## TASK STATEMENT
Exactly repeat the full listing that follows.

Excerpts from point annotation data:
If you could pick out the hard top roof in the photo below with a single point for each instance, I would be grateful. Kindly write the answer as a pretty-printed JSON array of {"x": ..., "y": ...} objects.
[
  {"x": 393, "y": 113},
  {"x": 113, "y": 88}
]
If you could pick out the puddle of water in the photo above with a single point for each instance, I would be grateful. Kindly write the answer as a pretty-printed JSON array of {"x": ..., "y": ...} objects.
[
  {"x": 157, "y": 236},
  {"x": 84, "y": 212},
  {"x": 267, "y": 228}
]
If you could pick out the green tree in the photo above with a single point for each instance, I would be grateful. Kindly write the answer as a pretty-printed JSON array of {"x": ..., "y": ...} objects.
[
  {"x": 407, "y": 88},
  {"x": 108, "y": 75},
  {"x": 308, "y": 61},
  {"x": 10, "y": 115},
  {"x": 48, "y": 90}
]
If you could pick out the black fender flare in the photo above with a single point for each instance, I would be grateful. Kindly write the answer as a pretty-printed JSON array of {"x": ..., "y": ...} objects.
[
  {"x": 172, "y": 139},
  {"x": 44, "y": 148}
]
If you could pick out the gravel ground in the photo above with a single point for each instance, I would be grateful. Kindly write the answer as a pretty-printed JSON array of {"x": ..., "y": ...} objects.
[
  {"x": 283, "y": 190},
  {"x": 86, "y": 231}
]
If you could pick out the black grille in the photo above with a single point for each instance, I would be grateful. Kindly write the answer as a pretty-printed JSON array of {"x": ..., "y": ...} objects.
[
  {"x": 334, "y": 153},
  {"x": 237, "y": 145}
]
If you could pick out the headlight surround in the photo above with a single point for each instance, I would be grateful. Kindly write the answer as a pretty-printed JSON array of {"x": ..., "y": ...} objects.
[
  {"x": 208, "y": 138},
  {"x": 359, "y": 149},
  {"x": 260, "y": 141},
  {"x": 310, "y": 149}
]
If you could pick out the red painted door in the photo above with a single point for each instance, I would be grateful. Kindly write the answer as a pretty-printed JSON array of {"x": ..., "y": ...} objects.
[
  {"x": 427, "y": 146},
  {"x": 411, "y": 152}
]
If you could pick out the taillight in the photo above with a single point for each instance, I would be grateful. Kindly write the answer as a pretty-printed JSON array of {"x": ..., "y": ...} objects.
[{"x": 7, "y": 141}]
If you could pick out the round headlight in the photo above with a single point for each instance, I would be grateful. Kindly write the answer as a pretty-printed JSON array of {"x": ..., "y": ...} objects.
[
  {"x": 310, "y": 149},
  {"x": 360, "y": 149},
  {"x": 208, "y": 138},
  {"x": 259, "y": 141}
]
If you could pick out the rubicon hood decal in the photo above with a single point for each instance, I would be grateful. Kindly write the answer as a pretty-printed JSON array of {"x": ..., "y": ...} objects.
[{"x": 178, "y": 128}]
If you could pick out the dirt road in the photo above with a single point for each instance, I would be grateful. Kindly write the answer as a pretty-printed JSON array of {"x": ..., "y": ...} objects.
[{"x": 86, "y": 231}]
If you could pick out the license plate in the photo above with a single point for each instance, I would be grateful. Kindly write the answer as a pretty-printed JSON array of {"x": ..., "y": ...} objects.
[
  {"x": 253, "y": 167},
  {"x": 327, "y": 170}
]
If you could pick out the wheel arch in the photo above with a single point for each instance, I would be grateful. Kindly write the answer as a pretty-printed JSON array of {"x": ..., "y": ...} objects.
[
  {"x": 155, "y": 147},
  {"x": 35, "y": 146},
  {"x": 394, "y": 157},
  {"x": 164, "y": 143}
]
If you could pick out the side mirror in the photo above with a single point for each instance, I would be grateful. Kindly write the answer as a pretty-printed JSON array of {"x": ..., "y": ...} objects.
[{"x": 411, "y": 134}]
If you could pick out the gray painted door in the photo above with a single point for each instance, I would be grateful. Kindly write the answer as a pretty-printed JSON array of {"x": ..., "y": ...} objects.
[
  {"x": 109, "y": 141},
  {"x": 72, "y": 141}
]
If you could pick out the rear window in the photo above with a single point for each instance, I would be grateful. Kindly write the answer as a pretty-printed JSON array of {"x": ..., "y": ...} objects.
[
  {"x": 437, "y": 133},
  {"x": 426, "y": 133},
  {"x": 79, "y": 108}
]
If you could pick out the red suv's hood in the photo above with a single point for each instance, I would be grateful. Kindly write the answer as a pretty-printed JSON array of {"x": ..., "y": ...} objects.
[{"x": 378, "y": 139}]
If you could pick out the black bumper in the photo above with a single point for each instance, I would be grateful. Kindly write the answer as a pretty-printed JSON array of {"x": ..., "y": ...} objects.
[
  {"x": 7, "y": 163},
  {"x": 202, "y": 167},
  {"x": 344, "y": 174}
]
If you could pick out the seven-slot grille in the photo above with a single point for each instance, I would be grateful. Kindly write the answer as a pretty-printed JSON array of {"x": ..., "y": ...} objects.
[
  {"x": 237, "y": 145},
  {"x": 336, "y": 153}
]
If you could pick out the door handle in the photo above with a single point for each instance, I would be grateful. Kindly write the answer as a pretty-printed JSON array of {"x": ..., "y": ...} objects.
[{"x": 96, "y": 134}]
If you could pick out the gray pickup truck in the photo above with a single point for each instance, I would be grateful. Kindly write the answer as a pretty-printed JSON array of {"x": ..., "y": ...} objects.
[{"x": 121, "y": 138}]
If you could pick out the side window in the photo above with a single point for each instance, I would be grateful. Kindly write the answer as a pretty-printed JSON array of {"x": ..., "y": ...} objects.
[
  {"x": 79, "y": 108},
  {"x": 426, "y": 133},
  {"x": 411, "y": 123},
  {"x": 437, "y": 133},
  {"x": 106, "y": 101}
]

## ANSWER FOR THIS EXERCISE
If you could pick out the hard top roof in the photo below with a single point for each instance, I would be grateful. Kindly write the answer as a pretty-printed JSON array of {"x": ..., "y": ...} objects.
[
  {"x": 393, "y": 113},
  {"x": 113, "y": 88}
]
If you could pick out the puddle of water in the photo above with a single point for each instance, I would be grateful. Kindly write the answer as a pretty-printed JSON array of {"x": ..., "y": ...} objects.
[
  {"x": 157, "y": 236},
  {"x": 84, "y": 212},
  {"x": 267, "y": 228}
]
If you could pick out the green tree in the photo above with a single point for each instance, I would be grateful. Kindly write the answer as a pretty-printed JSON array of {"x": ..., "y": ...} objects.
[
  {"x": 407, "y": 88},
  {"x": 108, "y": 75},
  {"x": 308, "y": 61},
  {"x": 10, "y": 115},
  {"x": 48, "y": 90}
]
If you could pick out the black fender flare in the photo above with a single point for each instance, I would be grateful. Kindly write the answer as a pretty-printed JSON array of {"x": ..., "y": ...} objects.
[
  {"x": 172, "y": 139},
  {"x": 44, "y": 148}
]
If you could pick out the gravel ground in the photo above with a single point for each instance, I would be grateful. Kindly write the answer as a pretty-printed JSON array of {"x": ..., "y": ...} objects.
[
  {"x": 283, "y": 190},
  {"x": 86, "y": 231}
]
If you could pick out the black grille in the photo above with a single point for each instance, I would be grateful. Kindly write the answer as a pretty-printed JSON array of {"x": ..., "y": ...} objects.
[
  {"x": 334, "y": 153},
  {"x": 237, "y": 145}
]
If you could pick out the headlight surround in the photo above with a single point for each instance, I would be grateful. Kindly write the answer as a pretty-printed JSON array of {"x": ..., "y": ...} objects.
[
  {"x": 208, "y": 138},
  {"x": 359, "y": 149},
  {"x": 260, "y": 141},
  {"x": 310, "y": 149}
]
If you could pick out the red painted door in the photo above with a single point for each instance, I would be grateful. Kindly write the answer as a pretty-printed JSON array of {"x": ..., "y": ...} objects.
[
  {"x": 427, "y": 146},
  {"x": 411, "y": 152}
]
If you could pick out the taillight in the photo above with a single point for each instance, I would be grateful. Kindly write the answer as a pretty-printed JSON array of {"x": ..., "y": ...} objects.
[{"x": 7, "y": 141}]
If you could pick out the round headlight in the photo above with a single point for each instance, I would be grateful. Kindly write the answer as a pretty-printed JSON array of {"x": ..., "y": ...} objects.
[
  {"x": 310, "y": 149},
  {"x": 360, "y": 149},
  {"x": 208, "y": 138},
  {"x": 259, "y": 141}
]
If you could pick out the rubicon hood decal in the photo above with a single point for each instance, I would be grateful. Kindly write the answer as a pretty-printed JSON array of {"x": ..., "y": ...} objects.
[{"x": 178, "y": 128}]
If you could pick out the dirt road in the photo above with a single point for each instance, I would be grateful. Kindly write the answer as a pretty-printed JSON array of {"x": ..., "y": ...} objects.
[{"x": 86, "y": 231}]
If you could pick out the license plate in the photo above with a single point for each instance, I would be grateful. Kindly write the answer as a pretty-printed JSON array of {"x": ..., "y": ...} objects.
[
  {"x": 253, "y": 167},
  {"x": 327, "y": 170}
]
If you could pick out the wheel arch in the photo above with a single point for each instance, I would be grateful. Kindly write the answer as a pretty-printed JSON array of {"x": ..., "y": ...} objects.
[
  {"x": 155, "y": 147},
  {"x": 35, "y": 146},
  {"x": 394, "y": 157},
  {"x": 164, "y": 143}
]
If you could pick out the side mirror in the photo above with a single point for each instance, I would be grateful. Kindly write the answer as a pretty-printed JSON array of {"x": ..., "y": ...} objects.
[{"x": 411, "y": 134}]
If you could pick out the gray painted door in the photo above with a single point for each instance, I would be grateful. Kindly write the answer as a pretty-printed JSON array of {"x": ..., "y": ...} objects.
[
  {"x": 109, "y": 141},
  {"x": 72, "y": 141}
]
If you could pick out the rear window in the photo above with a single point for each instance, I would be grateful. Kindly write the answer as a pretty-printed JSON array of {"x": ..., "y": ...} objects.
[
  {"x": 437, "y": 133},
  {"x": 426, "y": 133},
  {"x": 79, "y": 108}
]
If you could pick out the red suv's hood in the photo above with a single point for each instance, I would be grateful. Kindly write the answer as a pretty-printed JSON array of {"x": ..., "y": ...} objects.
[{"x": 378, "y": 139}]
If you could pick out the black bumper in the photo above with a single point for each instance, I would be grateful. Kindly write the answer as a pretty-printed JSON array of {"x": ..., "y": ...} objects.
[
  {"x": 7, "y": 163},
  {"x": 202, "y": 167},
  {"x": 344, "y": 174}
]
If you could pick out the seven-slot grille in the photo above with a single point for each instance, I would be grateful. Kindly write the answer as a pretty-printed JSON array of {"x": ..., "y": ...} objects.
[
  {"x": 237, "y": 145},
  {"x": 336, "y": 153}
]
If you could pick out the door handle in the photo above with a single point for each instance, I would be grateful. Kindly write the answer as a pretty-printed JSON array of {"x": ..., "y": ...} objects.
[{"x": 96, "y": 134}]
If you could pick out the gray pickup truck in the photo above with a single point for each instance, I would be grateful. Kindly write the answer as a pretty-printed JSON array of {"x": ..., "y": ...} objects.
[{"x": 121, "y": 138}]
If you could pick out the side window in the photo above with a single point for each instance, I would be grateful. Kindly write the answer as a pretty-printed JSON array of {"x": ..., "y": ...} objects.
[
  {"x": 79, "y": 108},
  {"x": 426, "y": 133},
  {"x": 411, "y": 123},
  {"x": 437, "y": 133},
  {"x": 106, "y": 101}
]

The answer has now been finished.